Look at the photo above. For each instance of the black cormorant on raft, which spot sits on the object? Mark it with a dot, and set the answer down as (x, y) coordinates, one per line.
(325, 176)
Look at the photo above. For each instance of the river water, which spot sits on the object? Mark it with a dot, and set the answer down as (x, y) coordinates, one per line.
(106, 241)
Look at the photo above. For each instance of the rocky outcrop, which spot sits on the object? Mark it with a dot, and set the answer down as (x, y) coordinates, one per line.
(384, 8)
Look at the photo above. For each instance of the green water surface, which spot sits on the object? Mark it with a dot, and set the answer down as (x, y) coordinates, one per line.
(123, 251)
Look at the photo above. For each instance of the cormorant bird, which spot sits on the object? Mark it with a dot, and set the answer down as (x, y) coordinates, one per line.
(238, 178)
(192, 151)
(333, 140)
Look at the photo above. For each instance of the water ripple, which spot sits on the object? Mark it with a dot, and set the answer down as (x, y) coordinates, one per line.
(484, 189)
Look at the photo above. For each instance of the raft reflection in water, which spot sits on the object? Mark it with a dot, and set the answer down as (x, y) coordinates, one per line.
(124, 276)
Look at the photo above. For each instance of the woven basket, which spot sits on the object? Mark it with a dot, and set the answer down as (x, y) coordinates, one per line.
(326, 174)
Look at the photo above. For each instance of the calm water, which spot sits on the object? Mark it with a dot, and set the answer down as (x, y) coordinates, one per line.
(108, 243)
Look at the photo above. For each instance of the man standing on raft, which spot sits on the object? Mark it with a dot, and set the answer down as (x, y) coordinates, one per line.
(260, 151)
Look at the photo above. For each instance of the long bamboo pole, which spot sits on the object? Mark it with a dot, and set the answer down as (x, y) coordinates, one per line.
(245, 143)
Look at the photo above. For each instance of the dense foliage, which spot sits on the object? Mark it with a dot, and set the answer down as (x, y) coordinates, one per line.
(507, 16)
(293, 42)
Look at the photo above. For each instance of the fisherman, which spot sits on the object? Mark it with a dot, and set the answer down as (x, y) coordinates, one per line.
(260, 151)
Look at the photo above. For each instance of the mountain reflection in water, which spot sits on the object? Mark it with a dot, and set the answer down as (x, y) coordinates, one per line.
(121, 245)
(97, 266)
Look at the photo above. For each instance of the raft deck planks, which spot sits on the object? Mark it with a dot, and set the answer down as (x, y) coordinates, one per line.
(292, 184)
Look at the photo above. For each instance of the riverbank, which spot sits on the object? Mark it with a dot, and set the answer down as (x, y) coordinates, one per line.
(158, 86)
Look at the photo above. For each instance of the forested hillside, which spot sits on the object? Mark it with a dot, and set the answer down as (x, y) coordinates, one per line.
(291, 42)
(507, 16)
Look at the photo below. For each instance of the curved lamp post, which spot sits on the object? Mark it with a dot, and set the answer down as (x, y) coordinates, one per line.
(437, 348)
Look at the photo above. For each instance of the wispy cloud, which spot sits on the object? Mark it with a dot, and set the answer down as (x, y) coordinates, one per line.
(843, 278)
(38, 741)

------------------------------------------------

== WHAT YOU NEED TO DO ==
Rewrite all of the material above, changing each "dot" to "marker" and leaving everything else as it is.

== TASK RESPONSE ==
Look at the photo above. For each instance of the black cormorant on raft, which spot sits on the object? Mark it with a marker, and set the answer down as (x, y) coordinates, one per line.
(325, 176)
Look at the photo above. For each instance of the river water, which spot sits on the object? Mark it with a marker, and set the answer down as (x, y) coordinates, one per line.
(106, 241)
Look at the photo above. For each instance of the rocky outcrop, which spot sits on the object? Mark it with a marker, and set the answer down as (x, y) coordinates, one per line.
(384, 8)
Look at the photo above. For each instance of the green water surface, which spot sits on the object? Mark it with a marker, and set the answer down as (x, y) coordinates, one per line.
(123, 251)
Look at the photo above. For each instance of the cormorant bird, which spot sits on the object? Mark it with a marker, and set the answer down as (x, y) coordinates, one per line.
(238, 178)
(192, 151)
(333, 140)
Look at the photo above. For each instance of the water ripple, which spot sits on the object? Mark it with a marker, and set the answer down as (x, y) coordinates, one per line.
(484, 189)
Look at the photo above. For each instance of the raft reflection in water, which spot sits on the object? Mark it with a marker, and set the answer down as (x, y) coordinates, one per line.
(124, 276)
Look at the photo above. For each instance of the woven basket, which spot sits on the object? Mark it with a marker, and set the answer down as (x, y) coordinates, one per line.
(326, 174)
Look at the photo above. For each instance of the calm water, which spot sits on the object? Mark it with a marker, and set the answer down as (x, y) coordinates, one per line.
(108, 243)
Look at the photo above. For each instance of the man standing on raft, which spot sits on the object? Mark it with a marker, and set the answer down as (x, y) coordinates, one per line.
(260, 151)
Look at the photo above. For each instance of the long bamboo pole, which spot sits on the object? Mark it with a marker, and set the answer down as (x, y) coordinates, one per line.
(245, 143)
Look at the photo above. For each instance of the dense foliage, which spot sits on the object? Mark it with a marker, and set the answer down as (x, y) coordinates, one per line.
(507, 16)
(293, 42)
Look at the photo above. For each instance of the fisherman, which spot sits on the object? Mark it with a marker, and set the answer down as (x, y) coordinates, one per line.
(260, 151)
Look at the photo above. For each instance of the mountain reflection in water, which spot sits on the object? Mark it with a marker, and set the answer down as (x, y) coordinates, one per line.
(121, 245)
(97, 266)
Look at the photo above. For each instance of the raft deck planks, which spot sits on the object? Mark it with a marker, and set the answer down as (x, y) coordinates, one per line.
(292, 184)
Look at the photo above. For each instance of the riverbank, which spot sits on the object? Mark it with a marker, and set the answer down as (x, y) coordinates, one per line.
(158, 86)
Look at the photo above. For each instance of the forested hillside, which spot sits on the object? Mark it with a marker, and set the answer down as (x, y) coordinates, one per line.
(291, 42)
(507, 16)
Look at the photo below. For each instance of the curved lamp post, which spot sits on the object? Mark it with a marker, and set the answer down as (x, y) coordinates, one per line.
(437, 348)
Look at the photo above. For each instance of the wispy cloud, which spot sits on the object? Mark it with a marker, and set the answer down as (x, y) coordinates, one per line.
(843, 278)
(38, 741)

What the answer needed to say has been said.